Supplied material:
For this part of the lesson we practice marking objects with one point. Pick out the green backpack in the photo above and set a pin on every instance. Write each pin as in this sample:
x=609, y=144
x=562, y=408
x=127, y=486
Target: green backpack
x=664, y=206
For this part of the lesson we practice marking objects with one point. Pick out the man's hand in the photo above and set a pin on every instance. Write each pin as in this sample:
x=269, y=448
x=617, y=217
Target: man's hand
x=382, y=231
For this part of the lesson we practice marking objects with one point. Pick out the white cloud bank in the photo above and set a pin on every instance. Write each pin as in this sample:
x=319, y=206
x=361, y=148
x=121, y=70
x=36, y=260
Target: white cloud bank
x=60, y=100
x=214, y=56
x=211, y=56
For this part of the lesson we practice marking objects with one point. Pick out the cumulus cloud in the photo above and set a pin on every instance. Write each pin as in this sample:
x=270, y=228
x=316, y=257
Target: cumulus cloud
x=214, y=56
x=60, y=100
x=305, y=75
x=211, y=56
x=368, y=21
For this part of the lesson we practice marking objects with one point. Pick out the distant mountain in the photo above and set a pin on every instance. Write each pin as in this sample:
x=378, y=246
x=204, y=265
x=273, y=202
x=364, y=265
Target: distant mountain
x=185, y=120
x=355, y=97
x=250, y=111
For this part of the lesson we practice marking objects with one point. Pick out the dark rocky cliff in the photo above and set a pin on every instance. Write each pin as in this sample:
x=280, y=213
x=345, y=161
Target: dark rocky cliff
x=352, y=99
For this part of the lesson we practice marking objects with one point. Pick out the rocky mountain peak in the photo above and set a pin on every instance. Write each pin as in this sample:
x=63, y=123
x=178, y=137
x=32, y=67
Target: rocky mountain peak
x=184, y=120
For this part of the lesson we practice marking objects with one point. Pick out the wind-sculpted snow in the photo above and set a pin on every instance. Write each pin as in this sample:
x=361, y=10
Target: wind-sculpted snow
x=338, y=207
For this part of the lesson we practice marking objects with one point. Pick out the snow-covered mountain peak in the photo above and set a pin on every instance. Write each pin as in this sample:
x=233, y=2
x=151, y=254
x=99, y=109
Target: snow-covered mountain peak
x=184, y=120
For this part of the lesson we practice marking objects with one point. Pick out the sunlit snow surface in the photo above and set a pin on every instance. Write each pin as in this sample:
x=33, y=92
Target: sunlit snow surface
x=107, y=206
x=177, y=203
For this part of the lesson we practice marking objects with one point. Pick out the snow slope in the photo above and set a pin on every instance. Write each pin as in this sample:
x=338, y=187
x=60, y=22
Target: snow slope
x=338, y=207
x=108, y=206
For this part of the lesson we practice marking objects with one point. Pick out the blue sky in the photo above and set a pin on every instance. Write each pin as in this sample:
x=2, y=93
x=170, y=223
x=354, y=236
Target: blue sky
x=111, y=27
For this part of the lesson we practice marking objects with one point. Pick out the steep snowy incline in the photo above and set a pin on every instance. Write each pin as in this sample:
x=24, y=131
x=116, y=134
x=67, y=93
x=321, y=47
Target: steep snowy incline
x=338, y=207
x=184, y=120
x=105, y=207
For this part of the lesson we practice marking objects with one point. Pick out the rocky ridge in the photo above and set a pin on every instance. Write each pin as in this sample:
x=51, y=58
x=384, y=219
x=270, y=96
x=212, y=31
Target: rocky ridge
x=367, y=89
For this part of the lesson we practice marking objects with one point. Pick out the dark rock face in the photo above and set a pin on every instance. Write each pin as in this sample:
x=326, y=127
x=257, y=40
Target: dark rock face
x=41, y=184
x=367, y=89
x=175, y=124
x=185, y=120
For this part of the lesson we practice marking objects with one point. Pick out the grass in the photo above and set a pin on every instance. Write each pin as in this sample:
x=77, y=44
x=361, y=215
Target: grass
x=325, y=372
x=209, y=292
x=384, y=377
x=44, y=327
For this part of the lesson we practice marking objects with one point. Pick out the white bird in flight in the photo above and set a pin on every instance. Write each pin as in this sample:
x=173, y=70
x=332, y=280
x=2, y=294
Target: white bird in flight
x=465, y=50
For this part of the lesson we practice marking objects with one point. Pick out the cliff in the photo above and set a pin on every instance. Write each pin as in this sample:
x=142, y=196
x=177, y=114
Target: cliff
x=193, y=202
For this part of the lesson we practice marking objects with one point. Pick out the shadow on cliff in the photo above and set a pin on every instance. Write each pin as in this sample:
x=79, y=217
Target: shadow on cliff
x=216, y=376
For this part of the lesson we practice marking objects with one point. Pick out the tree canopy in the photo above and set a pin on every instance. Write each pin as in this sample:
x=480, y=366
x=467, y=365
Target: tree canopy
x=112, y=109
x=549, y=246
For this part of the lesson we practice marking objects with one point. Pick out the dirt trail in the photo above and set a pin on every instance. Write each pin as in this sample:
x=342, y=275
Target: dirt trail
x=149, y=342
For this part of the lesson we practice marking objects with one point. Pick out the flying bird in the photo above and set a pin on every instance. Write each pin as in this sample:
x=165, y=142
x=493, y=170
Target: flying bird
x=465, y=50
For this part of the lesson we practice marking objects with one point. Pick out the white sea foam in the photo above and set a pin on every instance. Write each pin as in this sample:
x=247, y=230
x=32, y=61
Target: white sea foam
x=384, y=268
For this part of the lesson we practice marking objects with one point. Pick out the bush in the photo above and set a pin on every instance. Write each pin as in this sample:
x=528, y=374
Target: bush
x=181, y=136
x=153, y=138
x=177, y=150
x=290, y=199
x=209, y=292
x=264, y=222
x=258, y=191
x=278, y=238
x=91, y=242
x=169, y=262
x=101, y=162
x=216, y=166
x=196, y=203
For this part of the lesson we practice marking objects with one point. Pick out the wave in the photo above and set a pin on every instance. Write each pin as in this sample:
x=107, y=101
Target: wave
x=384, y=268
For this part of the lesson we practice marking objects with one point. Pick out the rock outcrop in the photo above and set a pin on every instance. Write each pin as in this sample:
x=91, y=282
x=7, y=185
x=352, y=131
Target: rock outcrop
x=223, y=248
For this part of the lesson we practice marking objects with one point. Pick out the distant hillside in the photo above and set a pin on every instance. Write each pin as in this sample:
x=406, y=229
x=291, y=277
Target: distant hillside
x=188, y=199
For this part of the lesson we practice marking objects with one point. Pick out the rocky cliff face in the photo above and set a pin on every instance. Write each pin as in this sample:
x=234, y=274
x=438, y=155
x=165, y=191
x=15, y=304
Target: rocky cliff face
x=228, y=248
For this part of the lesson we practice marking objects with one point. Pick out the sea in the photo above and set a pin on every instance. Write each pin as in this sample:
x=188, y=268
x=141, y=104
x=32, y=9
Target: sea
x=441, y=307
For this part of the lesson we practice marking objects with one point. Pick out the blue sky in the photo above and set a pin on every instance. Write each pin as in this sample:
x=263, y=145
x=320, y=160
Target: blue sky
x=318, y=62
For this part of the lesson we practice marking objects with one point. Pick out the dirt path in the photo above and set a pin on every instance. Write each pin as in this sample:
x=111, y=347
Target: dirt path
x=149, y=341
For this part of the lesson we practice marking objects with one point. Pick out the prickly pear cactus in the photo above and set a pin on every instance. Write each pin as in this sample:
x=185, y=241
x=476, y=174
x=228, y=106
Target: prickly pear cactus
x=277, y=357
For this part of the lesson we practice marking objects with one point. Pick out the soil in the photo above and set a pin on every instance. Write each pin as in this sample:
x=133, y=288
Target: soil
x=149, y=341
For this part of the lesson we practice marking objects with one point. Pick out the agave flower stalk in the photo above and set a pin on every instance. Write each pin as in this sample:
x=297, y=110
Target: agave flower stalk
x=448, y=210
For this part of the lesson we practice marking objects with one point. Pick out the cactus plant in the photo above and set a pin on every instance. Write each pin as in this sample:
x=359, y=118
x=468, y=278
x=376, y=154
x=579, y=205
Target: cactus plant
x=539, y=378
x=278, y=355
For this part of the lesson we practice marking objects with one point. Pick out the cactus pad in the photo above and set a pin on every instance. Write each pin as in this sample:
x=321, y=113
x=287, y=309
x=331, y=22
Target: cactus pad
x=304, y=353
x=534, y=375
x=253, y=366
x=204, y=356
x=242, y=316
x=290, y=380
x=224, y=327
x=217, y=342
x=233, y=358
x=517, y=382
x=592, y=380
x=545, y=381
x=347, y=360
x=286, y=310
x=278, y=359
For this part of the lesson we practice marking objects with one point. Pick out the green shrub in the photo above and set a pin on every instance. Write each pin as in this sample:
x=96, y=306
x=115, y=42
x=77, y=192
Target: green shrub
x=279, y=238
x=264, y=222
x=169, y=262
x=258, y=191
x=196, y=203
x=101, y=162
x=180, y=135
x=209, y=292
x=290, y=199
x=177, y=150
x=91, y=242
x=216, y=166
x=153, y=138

Task requirements: From the line holding "out the soil" through the last line above, reproduce each line exactly and add nothing.

Task answer:
For this part of the lesson we practice marking objects with one point. Pick out the soil in the photo above and set a pin on every instance. Write each pin as in this sample:
x=133, y=288
Target: soil
x=149, y=341
For this part of the lesson we practice marking objects with one point. Pick out the agave flower stalk in the photo above and set a pin on every instance. Write each pin as in this sample:
x=297, y=110
Target: agave flower stalk
x=448, y=210
For this part of the lesson we practice marking objects with one point. Pick out the cactus plant in the photo above and set a pin on every instance. Write each pin as in this sample:
x=359, y=118
x=468, y=278
x=376, y=154
x=579, y=205
Target: cactus plant
x=539, y=378
x=278, y=355
For this part of the lesson we practice marking objects with one point. Pick out the cactus pad in the photo above and set a pin on every instance. Write each pin as in this sample:
x=321, y=113
x=287, y=309
x=331, y=22
Target: cactus pad
x=304, y=353
x=534, y=375
x=253, y=366
x=204, y=356
x=242, y=316
x=290, y=380
x=224, y=327
x=217, y=342
x=233, y=358
x=517, y=382
x=592, y=380
x=545, y=381
x=347, y=360
x=286, y=310
x=278, y=359
For this part of the lesson we practice marking objects with one point. Pick out the green shrub in the photo above and set a pin on every instance. Write each pin as in this sample:
x=96, y=306
x=115, y=42
x=77, y=192
Target: green shrub
x=279, y=238
x=264, y=222
x=169, y=262
x=258, y=191
x=196, y=203
x=101, y=162
x=180, y=135
x=209, y=292
x=290, y=199
x=177, y=150
x=91, y=242
x=216, y=166
x=153, y=138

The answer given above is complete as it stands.